*INSTRUCTIONS TO FOLLOW*
Rename "Reviewer note" to "Annotator note" throughout the items below and write them out again with nothing else changed. Leave the pictures out of your answer.

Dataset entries
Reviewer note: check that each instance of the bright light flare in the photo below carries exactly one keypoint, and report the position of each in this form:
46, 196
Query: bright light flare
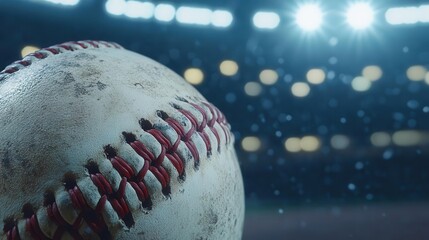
64, 2
309, 17
360, 15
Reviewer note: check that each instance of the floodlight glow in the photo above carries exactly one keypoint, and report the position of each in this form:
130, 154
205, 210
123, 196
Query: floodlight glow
136, 9
116, 7
193, 15
221, 18
360, 15
164, 12
64, 2
309, 17
268, 20
407, 15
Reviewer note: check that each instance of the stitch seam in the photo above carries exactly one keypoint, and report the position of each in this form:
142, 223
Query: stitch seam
113, 197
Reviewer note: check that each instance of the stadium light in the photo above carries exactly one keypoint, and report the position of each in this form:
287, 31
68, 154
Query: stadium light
309, 17
116, 7
203, 16
360, 15
64, 2
267, 20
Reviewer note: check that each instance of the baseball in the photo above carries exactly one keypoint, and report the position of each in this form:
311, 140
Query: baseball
98, 142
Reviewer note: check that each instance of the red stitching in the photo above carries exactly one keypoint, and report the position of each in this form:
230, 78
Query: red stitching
152, 163
41, 54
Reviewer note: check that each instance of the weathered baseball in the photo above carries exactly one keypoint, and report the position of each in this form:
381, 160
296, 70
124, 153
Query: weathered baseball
97, 142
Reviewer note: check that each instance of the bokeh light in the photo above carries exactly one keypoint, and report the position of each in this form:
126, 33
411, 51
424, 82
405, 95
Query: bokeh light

*OUTPUT FOR THIS EXERCISE*
Annotator note: check that each instance of the bright light flare in the photo below carries exactly one keypoint, and report the position of each in this form:
46, 196
Query: bright light flare
64, 2
309, 17
360, 15
Annotator note: check that each instance of the floodlight glow in the photo above carries exactly one keypoint, and report the position of each in this form:
130, 154
205, 210
123, 196
Query: floodlight glow
136, 9
116, 7
193, 15
221, 18
360, 15
164, 12
64, 2
309, 17
268, 20
407, 15
Annotator note: check that each instance of the stitch seam in the photo above carries exactly one keypoint, and report the position of each in this form:
142, 223
Query: stitch seam
113, 197
Annotator note: check that each instance of the stadium light in the photo above carries exactly one keypoint, and report the position of each in this form:
287, 31
68, 154
Query: stadium light
309, 17
116, 7
203, 16
360, 15
64, 2
267, 20
Annotator note: check that each instance of the baseball in the photo above carries exactly one keypoint, and report the position of each in this form:
311, 140
Query: baseball
98, 142
Annotator note: check that each instance of the red stitching in the photo above carries exactly one keypoint, and report the position of each in this form:
230, 78
Query: red stitching
152, 163
41, 54
Annotator note: check that each instance of the weathered baseball in the photo above carries exactly one keypoint, and report the position of each in this form:
381, 160
296, 70
124, 153
Query: weathered baseball
97, 142
Annotator note: check that each instance of the bokeh light in the photo above carries exactly one keypoint, and report the position of each in this form:
126, 33
411, 51
424, 82
405, 95
Query: bokeh light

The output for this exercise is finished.